* [Aim of the exercise] Everything from the line that holds "Please mark the flat" to the end of the entries below should be printed again, word for word, and nothing more.

* [Exercise data]
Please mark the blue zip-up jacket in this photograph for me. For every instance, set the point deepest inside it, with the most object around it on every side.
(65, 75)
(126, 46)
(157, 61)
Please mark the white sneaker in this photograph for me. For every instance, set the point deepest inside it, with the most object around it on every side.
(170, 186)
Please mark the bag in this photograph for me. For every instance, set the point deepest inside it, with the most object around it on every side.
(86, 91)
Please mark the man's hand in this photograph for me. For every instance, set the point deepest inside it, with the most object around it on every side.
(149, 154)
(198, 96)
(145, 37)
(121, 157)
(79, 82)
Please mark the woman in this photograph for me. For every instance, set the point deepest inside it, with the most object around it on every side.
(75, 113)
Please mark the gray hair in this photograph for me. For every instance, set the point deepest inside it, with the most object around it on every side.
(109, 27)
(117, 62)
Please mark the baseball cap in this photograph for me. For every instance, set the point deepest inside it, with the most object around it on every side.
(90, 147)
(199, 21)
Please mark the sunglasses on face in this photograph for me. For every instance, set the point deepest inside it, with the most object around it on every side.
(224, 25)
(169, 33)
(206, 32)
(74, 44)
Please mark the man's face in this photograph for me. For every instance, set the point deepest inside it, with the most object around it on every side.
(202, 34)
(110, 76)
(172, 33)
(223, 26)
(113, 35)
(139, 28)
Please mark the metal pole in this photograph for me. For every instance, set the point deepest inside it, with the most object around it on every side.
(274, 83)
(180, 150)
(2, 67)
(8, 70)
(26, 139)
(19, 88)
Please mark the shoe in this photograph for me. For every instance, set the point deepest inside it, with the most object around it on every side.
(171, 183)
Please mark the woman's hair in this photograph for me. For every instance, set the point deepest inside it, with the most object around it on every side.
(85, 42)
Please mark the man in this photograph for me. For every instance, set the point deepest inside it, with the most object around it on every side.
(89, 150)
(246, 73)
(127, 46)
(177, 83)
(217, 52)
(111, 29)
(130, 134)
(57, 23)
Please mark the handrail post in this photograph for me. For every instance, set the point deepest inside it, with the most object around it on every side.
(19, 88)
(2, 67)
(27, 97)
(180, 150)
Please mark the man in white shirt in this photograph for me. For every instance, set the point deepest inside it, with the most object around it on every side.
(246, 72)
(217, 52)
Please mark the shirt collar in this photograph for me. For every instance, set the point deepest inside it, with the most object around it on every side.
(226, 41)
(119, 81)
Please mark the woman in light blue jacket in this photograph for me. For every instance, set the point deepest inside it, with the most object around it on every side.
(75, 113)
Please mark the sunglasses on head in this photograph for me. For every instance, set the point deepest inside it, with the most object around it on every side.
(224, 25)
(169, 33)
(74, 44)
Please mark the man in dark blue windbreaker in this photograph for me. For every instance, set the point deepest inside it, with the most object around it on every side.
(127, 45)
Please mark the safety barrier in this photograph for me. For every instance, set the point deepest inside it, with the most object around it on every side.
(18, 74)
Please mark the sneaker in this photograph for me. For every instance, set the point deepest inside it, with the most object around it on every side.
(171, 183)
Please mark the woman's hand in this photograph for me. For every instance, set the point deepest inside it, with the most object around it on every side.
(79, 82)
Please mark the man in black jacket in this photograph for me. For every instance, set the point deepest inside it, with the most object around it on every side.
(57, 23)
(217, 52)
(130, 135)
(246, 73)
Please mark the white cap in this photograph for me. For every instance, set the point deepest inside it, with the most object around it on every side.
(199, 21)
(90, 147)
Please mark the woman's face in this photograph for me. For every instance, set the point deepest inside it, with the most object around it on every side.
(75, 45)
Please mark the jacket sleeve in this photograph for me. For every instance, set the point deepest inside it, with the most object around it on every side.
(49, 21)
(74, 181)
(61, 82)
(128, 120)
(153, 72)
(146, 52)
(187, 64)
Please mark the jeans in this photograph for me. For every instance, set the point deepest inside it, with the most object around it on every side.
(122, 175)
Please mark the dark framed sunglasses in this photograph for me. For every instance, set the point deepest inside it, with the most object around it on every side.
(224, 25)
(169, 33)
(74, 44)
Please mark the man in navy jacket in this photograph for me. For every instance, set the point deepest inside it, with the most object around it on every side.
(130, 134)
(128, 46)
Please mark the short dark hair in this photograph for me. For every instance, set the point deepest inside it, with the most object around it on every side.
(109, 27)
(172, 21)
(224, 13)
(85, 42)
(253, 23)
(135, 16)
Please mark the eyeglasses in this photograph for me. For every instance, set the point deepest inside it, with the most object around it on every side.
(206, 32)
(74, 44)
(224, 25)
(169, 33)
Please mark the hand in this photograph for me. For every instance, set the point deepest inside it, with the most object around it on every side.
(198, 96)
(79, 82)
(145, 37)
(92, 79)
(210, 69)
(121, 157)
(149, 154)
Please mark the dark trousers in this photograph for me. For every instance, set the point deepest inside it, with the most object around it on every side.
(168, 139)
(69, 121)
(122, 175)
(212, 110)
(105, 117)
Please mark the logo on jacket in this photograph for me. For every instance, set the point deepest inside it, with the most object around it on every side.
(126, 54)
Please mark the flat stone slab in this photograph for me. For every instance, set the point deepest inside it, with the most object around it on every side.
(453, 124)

* [Solution to this task]
Please mark the flat stone slab in this photograph for me. For every instance, set the point deepest inside it, with the most object around it on every side.
(453, 124)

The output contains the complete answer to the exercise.